— Task statement —
Ignoring pictures, transcribe exactly the lines between the one containing "You are tasked with locating the wooden cross." and the end of the material, both included.

— Recorded data —

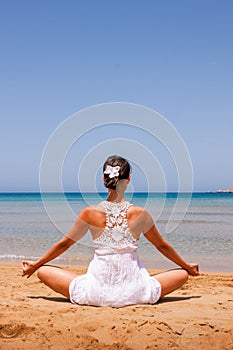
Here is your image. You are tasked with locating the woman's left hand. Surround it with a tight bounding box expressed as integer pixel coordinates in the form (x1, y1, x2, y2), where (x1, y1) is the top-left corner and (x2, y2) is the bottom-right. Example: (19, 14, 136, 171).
(21, 261, 38, 278)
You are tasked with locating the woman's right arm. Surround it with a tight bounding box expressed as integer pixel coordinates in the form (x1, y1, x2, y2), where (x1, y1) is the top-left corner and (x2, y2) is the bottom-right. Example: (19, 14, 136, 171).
(142, 210, 199, 276)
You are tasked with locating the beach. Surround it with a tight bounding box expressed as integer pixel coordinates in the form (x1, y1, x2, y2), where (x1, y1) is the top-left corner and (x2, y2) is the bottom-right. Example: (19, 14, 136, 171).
(0, 263, 232, 350)
(1, 193, 233, 348)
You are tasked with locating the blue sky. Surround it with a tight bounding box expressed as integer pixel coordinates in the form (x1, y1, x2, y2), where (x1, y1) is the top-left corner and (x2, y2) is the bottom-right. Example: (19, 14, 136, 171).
(0, 0, 232, 192)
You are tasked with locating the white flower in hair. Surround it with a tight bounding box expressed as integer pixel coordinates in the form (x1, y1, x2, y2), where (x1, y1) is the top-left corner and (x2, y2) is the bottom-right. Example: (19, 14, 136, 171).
(104, 165, 120, 178)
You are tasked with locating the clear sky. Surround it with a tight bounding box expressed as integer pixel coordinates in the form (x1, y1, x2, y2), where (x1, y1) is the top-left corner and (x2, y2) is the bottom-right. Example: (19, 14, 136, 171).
(0, 0, 232, 192)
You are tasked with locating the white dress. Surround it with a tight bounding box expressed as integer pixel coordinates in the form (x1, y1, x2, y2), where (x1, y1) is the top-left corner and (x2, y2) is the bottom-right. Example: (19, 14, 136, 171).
(69, 201, 161, 307)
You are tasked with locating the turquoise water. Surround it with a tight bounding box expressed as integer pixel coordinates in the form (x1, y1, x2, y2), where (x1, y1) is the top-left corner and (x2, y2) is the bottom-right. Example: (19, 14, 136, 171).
(0, 192, 232, 272)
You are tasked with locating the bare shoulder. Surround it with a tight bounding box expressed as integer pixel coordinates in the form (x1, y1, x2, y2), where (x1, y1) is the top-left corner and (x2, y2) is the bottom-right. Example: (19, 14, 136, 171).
(79, 204, 105, 227)
(127, 205, 154, 236)
(79, 206, 92, 220)
(80, 204, 104, 216)
(128, 205, 151, 219)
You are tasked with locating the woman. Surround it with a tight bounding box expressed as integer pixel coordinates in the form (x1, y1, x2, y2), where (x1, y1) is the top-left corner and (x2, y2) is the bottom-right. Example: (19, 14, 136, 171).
(21, 155, 199, 307)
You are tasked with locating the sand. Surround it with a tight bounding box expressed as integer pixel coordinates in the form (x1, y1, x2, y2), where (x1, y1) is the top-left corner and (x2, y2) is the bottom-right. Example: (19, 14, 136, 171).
(0, 263, 232, 350)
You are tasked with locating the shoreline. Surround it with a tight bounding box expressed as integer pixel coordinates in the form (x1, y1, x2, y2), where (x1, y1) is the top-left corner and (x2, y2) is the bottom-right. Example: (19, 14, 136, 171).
(0, 261, 233, 275)
(1, 254, 232, 273)
(0, 263, 232, 350)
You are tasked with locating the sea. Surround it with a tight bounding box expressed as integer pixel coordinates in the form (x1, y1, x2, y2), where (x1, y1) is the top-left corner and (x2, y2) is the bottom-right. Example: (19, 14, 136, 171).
(0, 192, 232, 272)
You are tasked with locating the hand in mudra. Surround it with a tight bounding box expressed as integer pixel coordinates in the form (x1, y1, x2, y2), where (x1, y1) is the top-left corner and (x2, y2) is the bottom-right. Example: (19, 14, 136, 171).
(21, 261, 38, 278)
(187, 264, 199, 276)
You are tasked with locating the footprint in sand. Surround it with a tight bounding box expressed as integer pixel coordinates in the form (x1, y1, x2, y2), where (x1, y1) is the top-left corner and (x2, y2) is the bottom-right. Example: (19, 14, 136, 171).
(0, 322, 34, 339)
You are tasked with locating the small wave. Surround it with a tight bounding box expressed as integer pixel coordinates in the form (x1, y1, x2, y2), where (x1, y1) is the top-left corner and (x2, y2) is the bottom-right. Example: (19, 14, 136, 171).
(0, 254, 40, 261)
(157, 219, 232, 225)
(0, 254, 90, 265)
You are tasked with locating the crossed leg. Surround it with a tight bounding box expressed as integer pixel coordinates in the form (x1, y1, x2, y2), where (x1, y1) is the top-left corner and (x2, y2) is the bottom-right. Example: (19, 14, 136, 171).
(153, 269, 189, 298)
(37, 266, 188, 302)
(37, 266, 78, 299)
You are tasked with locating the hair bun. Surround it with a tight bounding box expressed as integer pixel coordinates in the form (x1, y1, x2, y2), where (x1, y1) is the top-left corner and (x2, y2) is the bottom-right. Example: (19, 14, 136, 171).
(103, 155, 131, 190)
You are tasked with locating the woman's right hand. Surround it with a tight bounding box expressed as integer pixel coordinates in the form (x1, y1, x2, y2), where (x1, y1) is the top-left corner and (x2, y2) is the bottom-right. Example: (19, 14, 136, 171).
(186, 263, 199, 276)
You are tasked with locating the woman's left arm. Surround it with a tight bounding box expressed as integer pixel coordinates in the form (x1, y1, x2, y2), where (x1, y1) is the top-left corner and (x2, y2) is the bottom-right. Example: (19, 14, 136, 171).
(21, 210, 90, 278)
(21, 236, 75, 278)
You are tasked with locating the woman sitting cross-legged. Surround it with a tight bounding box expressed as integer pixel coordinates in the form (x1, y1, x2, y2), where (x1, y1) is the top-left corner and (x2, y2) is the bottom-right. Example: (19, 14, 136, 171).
(21, 155, 199, 307)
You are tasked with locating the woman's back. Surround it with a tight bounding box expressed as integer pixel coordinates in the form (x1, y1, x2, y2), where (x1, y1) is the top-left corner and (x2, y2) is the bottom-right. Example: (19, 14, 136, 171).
(93, 200, 138, 251)
(69, 200, 162, 307)
(82, 201, 150, 242)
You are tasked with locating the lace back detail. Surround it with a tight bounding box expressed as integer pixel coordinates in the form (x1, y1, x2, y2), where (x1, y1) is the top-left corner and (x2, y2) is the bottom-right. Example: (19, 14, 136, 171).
(94, 201, 137, 249)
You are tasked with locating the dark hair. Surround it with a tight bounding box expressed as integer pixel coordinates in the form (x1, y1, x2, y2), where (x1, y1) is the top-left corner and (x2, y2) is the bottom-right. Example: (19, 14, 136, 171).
(103, 155, 131, 190)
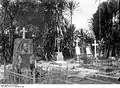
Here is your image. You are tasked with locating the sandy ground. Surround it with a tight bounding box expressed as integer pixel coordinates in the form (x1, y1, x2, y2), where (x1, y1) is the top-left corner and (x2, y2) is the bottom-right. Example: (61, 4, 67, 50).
(37, 61, 99, 78)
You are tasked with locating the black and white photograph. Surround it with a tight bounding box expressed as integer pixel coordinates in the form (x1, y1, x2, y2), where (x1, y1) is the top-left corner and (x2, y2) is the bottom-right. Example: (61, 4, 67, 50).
(0, 0, 120, 86)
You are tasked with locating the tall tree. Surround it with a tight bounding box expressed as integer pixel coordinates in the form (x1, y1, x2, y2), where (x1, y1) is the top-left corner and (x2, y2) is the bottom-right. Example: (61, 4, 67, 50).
(63, 24, 76, 58)
(67, 0, 79, 24)
(40, 0, 68, 60)
(91, 0, 119, 57)
(0, 0, 69, 61)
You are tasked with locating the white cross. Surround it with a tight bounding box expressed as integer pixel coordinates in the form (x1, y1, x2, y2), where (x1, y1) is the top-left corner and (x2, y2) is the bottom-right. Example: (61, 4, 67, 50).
(20, 27, 27, 39)
(92, 40, 98, 58)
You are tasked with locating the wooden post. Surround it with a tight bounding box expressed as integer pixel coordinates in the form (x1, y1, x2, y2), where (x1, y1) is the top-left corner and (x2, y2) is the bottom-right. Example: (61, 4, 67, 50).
(33, 69, 35, 84)
(33, 59, 36, 84)
(4, 56, 6, 82)
(40, 66, 41, 83)
(66, 63, 68, 84)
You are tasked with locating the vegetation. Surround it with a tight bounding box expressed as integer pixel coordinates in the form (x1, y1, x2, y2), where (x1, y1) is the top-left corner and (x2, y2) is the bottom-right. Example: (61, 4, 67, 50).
(0, 0, 80, 62)
(91, 0, 119, 57)
(67, 0, 80, 24)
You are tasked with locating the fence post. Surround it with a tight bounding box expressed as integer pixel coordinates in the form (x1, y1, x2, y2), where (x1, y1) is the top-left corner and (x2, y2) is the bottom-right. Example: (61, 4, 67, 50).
(33, 67, 36, 84)
(4, 57, 6, 82)
(39, 67, 41, 83)
(33, 58, 37, 84)
(66, 63, 68, 84)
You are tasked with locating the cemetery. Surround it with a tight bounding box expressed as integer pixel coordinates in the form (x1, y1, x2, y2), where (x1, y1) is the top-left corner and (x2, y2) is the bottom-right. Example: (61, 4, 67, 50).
(0, 0, 120, 84)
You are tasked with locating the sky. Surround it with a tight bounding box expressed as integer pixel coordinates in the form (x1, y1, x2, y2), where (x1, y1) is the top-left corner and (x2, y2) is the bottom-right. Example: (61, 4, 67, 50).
(72, 0, 107, 30)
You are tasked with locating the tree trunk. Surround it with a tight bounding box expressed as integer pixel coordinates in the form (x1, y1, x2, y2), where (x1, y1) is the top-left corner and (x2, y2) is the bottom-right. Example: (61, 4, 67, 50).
(107, 44, 110, 57)
(70, 11, 72, 25)
(104, 44, 108, 57)
(111, 44, 115, 56)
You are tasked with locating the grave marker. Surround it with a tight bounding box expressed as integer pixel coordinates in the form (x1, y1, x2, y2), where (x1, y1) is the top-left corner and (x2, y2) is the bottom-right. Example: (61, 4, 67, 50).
(20, 27, 27, 39)
(75, 39, 81, 62)
(86, 46, 92, 55)
(56, 37, 64, 61)
(92, 40, 98, 58)
(75, 40, 80, 55)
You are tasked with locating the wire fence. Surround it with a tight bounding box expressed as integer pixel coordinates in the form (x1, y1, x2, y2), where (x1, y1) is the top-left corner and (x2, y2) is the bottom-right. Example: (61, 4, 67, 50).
(1, 60, 120, 84)
(5, 70, 34, 84)
(2, 65, 76, 84)
(87, 59, 120, 69)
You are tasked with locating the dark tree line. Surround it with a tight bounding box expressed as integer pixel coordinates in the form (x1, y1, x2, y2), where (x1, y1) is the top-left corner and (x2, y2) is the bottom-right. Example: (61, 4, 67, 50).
(91, 0, 119, 57)
(0, 0, 79, 62)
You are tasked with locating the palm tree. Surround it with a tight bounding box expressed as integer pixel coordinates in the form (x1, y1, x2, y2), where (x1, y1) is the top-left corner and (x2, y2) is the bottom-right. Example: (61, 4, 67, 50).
(67, 0, 80, 25)
(92, 0, 119, 57)
(40, 0, 68, 60)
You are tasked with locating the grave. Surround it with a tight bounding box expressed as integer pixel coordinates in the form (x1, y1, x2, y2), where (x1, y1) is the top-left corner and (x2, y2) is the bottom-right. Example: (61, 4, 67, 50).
(92, 40, 98, 65)
(56, 37, 64, 61)
(75, 39, 81, 62)
(36, 59, 120, 84)
(92, 40, 98, 58)
(86, 45, 93, 62)
(86, 45, 92, 56)
(12, 27, 34, 74)
(91, 73, 120, 83)
(56, 52, 64, 61)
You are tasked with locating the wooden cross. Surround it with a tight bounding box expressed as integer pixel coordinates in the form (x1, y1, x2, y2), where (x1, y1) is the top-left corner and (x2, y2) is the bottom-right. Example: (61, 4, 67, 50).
(21, 27, 27, 39)
(92, 40, 98, 58)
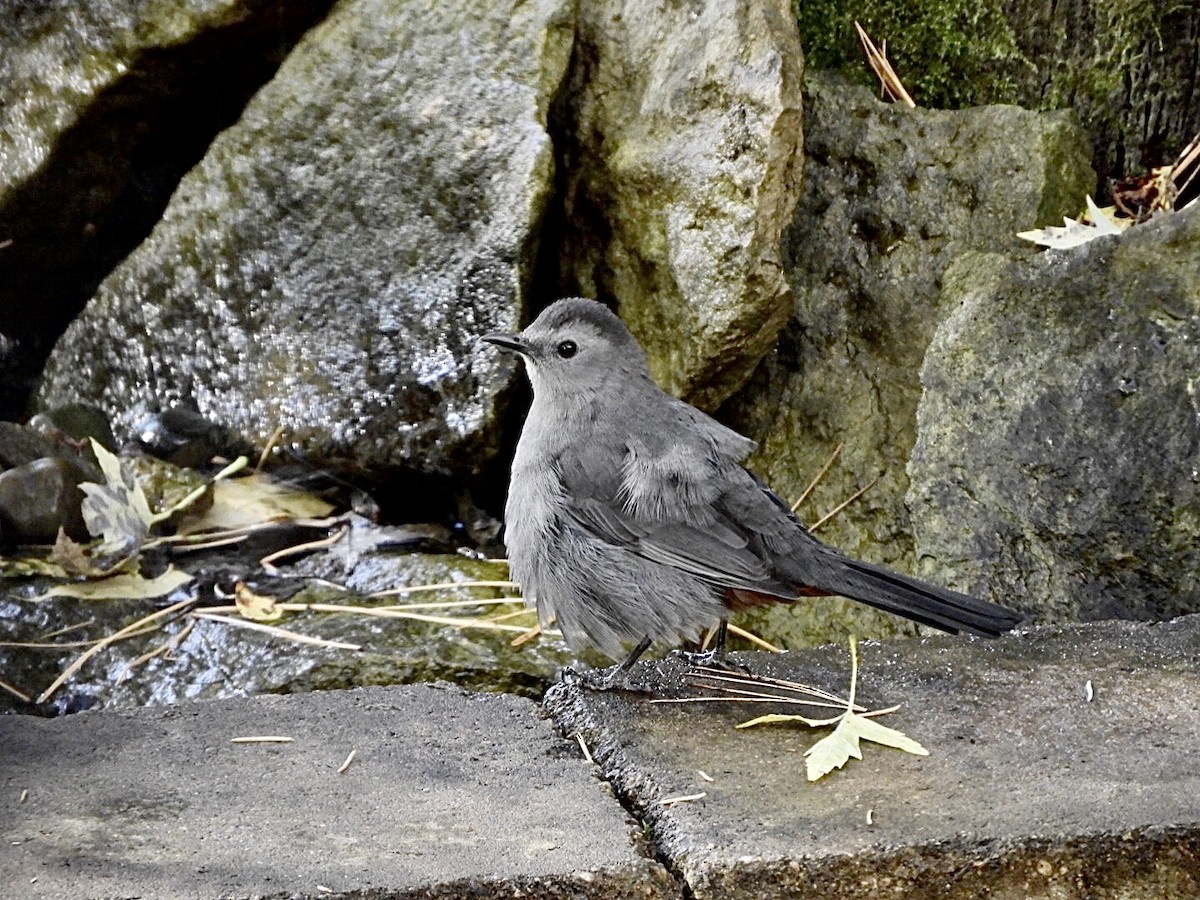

— Exercise response —
You are tasked with locating the wooden cross. Surround it with a tight bounding box expressed as integer pixel coordinates in the form (x1, y1, x2, y2), where (x1, y1) is the top-left corner and (x2, y2) is the bottom-right. Example: (61, 4, 67, 50).
(21, 27, 27, 39)
(92, 40, 98, 58)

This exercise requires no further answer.